Stored items:
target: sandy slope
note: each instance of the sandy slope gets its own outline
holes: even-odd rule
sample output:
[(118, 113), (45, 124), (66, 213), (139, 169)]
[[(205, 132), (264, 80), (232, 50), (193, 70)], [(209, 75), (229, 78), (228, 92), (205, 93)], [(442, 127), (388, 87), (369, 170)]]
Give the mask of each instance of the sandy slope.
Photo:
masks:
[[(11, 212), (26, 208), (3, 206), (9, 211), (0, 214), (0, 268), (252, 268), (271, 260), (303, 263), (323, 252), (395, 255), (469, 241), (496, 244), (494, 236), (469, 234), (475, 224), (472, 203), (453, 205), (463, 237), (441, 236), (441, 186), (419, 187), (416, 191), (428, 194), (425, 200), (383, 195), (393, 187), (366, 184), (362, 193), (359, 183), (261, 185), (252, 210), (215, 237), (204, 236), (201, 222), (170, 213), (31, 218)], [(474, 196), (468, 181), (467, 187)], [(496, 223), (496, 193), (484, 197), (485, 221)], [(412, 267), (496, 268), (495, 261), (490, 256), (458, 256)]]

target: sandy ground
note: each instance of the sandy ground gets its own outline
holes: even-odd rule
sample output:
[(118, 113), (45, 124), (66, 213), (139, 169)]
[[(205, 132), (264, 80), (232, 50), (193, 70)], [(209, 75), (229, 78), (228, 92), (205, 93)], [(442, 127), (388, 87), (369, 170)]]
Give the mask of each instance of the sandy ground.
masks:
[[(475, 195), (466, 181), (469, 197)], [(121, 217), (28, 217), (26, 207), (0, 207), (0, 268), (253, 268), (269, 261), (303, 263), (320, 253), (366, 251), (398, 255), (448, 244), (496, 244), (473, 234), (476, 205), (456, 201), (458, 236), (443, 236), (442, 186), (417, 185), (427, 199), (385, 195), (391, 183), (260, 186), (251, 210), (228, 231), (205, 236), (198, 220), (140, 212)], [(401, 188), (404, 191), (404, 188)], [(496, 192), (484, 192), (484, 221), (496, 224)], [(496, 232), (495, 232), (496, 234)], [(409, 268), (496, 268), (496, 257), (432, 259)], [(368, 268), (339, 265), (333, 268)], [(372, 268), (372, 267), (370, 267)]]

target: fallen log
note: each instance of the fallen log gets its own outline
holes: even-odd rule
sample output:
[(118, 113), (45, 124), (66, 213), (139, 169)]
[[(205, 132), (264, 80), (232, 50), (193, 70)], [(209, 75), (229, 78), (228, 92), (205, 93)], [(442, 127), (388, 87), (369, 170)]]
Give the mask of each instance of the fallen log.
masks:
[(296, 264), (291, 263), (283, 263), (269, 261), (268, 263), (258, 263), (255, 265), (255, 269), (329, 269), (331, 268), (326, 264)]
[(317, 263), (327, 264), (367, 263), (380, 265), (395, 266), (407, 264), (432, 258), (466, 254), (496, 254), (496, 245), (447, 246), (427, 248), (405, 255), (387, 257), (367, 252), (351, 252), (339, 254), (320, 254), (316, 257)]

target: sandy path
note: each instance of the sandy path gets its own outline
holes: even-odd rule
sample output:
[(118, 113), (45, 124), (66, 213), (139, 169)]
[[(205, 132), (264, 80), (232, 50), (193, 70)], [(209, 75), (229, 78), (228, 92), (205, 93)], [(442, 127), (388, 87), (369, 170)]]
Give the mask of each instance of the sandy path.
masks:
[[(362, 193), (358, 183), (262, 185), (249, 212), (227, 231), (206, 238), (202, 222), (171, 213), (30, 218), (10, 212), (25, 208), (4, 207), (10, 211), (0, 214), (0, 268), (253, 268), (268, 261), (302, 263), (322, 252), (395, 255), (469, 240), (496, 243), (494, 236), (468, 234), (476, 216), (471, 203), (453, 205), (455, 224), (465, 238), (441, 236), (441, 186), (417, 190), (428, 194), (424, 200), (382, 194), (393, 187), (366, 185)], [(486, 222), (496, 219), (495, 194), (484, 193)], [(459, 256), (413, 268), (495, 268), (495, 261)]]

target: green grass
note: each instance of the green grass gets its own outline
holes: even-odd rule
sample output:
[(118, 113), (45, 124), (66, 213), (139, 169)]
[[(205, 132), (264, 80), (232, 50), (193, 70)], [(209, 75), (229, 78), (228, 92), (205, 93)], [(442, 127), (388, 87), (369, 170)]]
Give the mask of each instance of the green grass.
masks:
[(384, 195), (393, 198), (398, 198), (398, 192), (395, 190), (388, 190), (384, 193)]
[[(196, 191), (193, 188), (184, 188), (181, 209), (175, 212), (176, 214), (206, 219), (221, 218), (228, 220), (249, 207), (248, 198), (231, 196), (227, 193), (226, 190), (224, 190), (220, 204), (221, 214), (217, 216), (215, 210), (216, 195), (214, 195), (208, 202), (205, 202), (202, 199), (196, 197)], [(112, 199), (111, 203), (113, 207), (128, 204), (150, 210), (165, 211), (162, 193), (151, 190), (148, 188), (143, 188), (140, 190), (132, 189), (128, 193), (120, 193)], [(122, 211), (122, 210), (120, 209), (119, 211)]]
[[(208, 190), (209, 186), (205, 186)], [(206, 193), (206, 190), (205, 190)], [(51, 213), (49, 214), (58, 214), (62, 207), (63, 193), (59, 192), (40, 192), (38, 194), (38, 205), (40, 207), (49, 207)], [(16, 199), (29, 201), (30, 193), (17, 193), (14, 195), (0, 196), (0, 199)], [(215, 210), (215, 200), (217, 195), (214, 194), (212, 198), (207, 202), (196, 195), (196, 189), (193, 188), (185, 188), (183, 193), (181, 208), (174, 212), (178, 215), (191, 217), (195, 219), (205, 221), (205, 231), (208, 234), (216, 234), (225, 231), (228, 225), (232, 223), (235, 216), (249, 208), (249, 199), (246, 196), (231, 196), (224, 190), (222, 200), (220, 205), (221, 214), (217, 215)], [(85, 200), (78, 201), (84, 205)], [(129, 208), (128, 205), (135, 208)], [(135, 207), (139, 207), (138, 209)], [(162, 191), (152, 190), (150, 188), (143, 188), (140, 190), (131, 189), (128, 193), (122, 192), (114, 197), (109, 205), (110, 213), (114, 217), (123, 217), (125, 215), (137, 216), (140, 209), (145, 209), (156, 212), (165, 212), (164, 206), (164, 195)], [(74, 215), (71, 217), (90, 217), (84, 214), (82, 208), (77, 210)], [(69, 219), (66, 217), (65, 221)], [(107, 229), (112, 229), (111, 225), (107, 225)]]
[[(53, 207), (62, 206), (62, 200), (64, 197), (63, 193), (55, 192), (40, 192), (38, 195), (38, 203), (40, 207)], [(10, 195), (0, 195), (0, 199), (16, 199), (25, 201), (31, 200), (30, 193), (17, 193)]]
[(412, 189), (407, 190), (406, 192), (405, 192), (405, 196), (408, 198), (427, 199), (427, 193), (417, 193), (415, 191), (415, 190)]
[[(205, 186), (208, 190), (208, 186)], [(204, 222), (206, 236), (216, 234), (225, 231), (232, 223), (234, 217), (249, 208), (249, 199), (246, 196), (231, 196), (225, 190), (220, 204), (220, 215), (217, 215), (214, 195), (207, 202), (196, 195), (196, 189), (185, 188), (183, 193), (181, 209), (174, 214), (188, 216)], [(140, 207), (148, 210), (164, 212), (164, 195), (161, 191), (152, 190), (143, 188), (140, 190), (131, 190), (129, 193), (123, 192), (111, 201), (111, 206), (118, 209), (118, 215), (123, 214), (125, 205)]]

Written exercise: Write out all the records again, swapping "outline" for "contour" wherever it occurs and leaving every other character as it is.

Answer for the task:
target: sandy slope
note: each instance of the sandy slope gets its own contour
holes: even-odd rule
sample output:
[(118, 113), (45, 124), (66, 213), (139, 169)]
[[(205, 132), (264, 80), (232, 50), (193, 70)], [(209, 75), (229, 78), (228, 92), (205, 93)], [(442, 127), (388, 87), (369, 170)]]
Give the mask of each instance of the sandy slope.
Photo:
masks:
[[(11, 212), (26, 208), (3, 206), (9, 211), (0, 214), (0, 268), (252, 268), (271, 260), (303, 263), (323, 252), (395, 255), (469, 241), (496, 244), (494, 236), (469, 234), (475, 224), (472, 203), (453, 205), (463, 237), (441, 236), (441, 186), (419, 187), (416, 191), (428, 194), (425, 200), (383, 195), (393, 187), (366, 184), (362, 193), (359, 183), (261, 185), (252, 210), (215, 237), (204, 236), (201, 222), (170, 213), (31, 218)], [(474, 196), (468, 181), (467, 187)], [(496, 223), (496, 193), (484, 197), (485, 221)], [(412, 267), (496, 268), (495, 261), (490, 256), (458, 256)]]

target: sandy ground
note: each instance of the sandy ground gets its own contour
holes: even-odd rule
sample output:
[(118, 113), (45, 124), (66, 213), (139, 169)]
[[(205, 132), (264, 80), (232, 50), (193, 70)], [(209, 75), (229, 78), (228, 92), (205, 93)], [(442, 127), (388, 87), (369, 170)]]
Give the mask of each instance of the sandy ground.
masks:
[[(475, 195), (466, 181), (469, 197)], [(121, 217), (28, 217), (26, 207), (0, 207), (0, 268), (253, 268), (269, 261), (303, 263), (320, 253), (366, 251), (398, 255), (448, 244), (496, 244), (473, 234), (476, 205), (456, 201), (458, 236), (443, 236), (442, 186), (417, 185), (427, 199), (385, 195), (391, 183), (260, 186), (251, 210), (228, 231), (205, 236), (198, 220), (140, 212)], [(401, 188), (404, 191), (404, 188)], [(496, 192), (484, 192), (484, 221), (496, 224)], [(496, 232), (495, 232), (496, 234)], [(409, 268), (496, 268), (496, 257), (432, 259)], [(368, 268), (339, 265), (333, 268)], [(372, 268), (372, 267), (370, 267)]]

target: fallen log
note: each instance of the fallen log gets its own contour
holes: even-odd rule
sample output:
[(118, 113), (45, 124), (66, 213), (139, 169)]
[[(205, 132), (264, 80), (232, 50), (193, 70)], [(209, 75), (229, 78), (228, 92), (205, 93)], [(442, 127), (388, 87), (369, 170)]]
Give the mask of each instance of the fallen log.
masks:
[(296, 264), (291, 263), (283, 263), (269, 261), (268, 263), (258, 263), (255, 265), (255, 269), (329, 269), (331, 268), (326, 264)]
[(317, 263), (327, 264), (367, 263), (380, 265), (395, 266), (407, 264), (432, 258), (466, 254), (496, 254), (496, 245), (447, 246), (427, 248), (405, 255), (387, 257), (367, 252), (351, 252), (339, 254), (320, 254), (316, 257)]

target: sandy path
note: each instance of the sandy path gets its own contour
holes: even-odd rule
sample output:
[(118, 113), (45, 124), (66, 213), (139, 169)]
[[(205, 132), (264, 80), (232, 50), (193, 70)], [(209, 75), (229, 78), (228, 92), (205, 93)], [(442, 127), (388, 87), (369, 170)]]
Give the mask of each instance of the sandy path.
masks:
[[(362, 193), (358, 183), (262, 185), (249, 212), (227, 231), (206, 238), (202, 222), (171, 213), (30, 218), (10, 212), (25, 208), (4, 207), (10, 211), (0, 214), (0, 268), (253, 268), (268, 261), (302, 263), (322, 252), (395, 255), (469, 240), (496, 243), (494, 236), (468, 234), (476, 216), (471, 203), (453, 205), (455, 224), (465, 238), (441, 236), (441, 186), (417, 190), (428, 194), (424, 200), (382, 194), (393, 187), (366, 185)], [(486, 222), (496, 219), (495, 194), (484, 193)], [(459, 256), (413, 268), (495, 268), (495, 261)]]

target: green grass
note: each instance of the green grass gets its own contour
holes: even-odd rule
sample output:
[(118, 113), (45, 124), (66, 213), (139, 169)]
[[(205, 132), (264, 80), (232, 50), (193, 70)], [(209, 75), (229, 78), (228, 92), (205, 93)], [(442, 127), (388, 87), (369, 170)]]
Give the mask of each instance of the green grass.
masks:
[(384, 195), (393, 198), (398, 198), (398, 192), (395, 190), (388, 190), (384, 193)]
[[(196, 191), (193, 188), (184, 188), (181, 209), (175, 212), (176, 214), (206, 219), (221, 218), (228, 220), (249, 207), (248, 198), (231, 196), (227, 193), (226, 190), (224, 190), (220, 204), (221, 214), (217, 216), (215, 210), (216, 195), (214, 195), (208, 202), (205, 202), (202, 199), (196, 197)], [(112, 199), (111, 203), (113, 207), (128, 204), (150, 210), (165, 211), (162, 193), (151, 190), (148, 188), (143, 188), (140, 190), (132, 189), (128, 193), (120, 193)], [(122, 211), (122, 210), (120, 209), (119, 211)]]
[[(208, 190), (209, 186), (205, 186)], [(206, 193), (206, 190), (205, 190)], [(51, 213), (49, 214), (58, 214), (62, 207), (63, 193), (59, 192), (40, 192), (38, 194), (38, 205), (40, 207), (49, 207)], [(16, 199), (29, 201), (30, 193), (17, 193), (14, 195), (0, 196), (0, 199)], [(215, 210), (215, 200), (217, 195), (214, 194), (212, 198), (207, 202), (196, 195), (196, 189), (193, 188), (185, 188), (183, 193), (181, 208), (174, 212), (178, 215), (191, 217), (195, 219), (205, 221), (205, 231), (208, 234), (216, 234), (225, 231), (228, 225), (232, 223), (235, 216), (249, 208), (249, 199), (246, 196), (231, 196), (224, 190), (222, 200), (220, 205), (221, 214), (217, 215)], [(85, 200), (78, 201), (84, 205)], [(129, 208), (128, 205), (135, 208)], [(135, 207), (139, 207), (138, 209)], [(162, 191), (152, 190), (150, 188), (143, 188), (140, 190), (131, 189), (128, 193), (122, 192), (114, 197), (109, 205), (110, 213), (114, 217), (123, 217), (125, 215), (137, 216), (140, 209), (145, 209), (156, 212), (165, 212), (164, 206), (164, 195)], [(74, 215), (71, 217), (90, 217), (84, 214), (82, 208), (77, 210)], [(69, 219), (66, 217), (65, 221)], [(107, 229), (112, 229), (111, 225), (107, 225)]]
[[(53, 207), (62, 206), (62, 200), (64, 197), (63, 193), (55, 192), (40, 192), (38, 195), (38, 203), (40, 207)], [(10, 195), (0, 195), (0, 199), (16, 199), (25, 201), (31, 200), (30, 193), (17, 193)]]
[(412, 189), (407, 190), (406, 192), (405, 192), (405, 196), (408, 198), (427, 199), (427, 193), (417, 193), (415, 191), (415, 190)]
[[(205, 186), (208, 190), (208, 186)], [(204, 222), (206, 236), (216, 234), (225, 231), (232, 223), (234, 217), (249, 208), (249, 199), (246, 196), (231, 196), (225, 190), (220, 204), (220, 215), (217, 215), (214, 195), (207, 202), (196, 195), (196, 189), (185, 188), (183, 193), (181, 209), (174, 214), (188, 216)], [(140, 207), (148, 210), (164, 212), (164, 195), (161, 191), (152, 190), (143, 188), (140, 190), (131, 190), (129, 193), (123, 192), (111, 201), (111, 206), (118, 209), (118, 215), (123, 214), (125, 205)]]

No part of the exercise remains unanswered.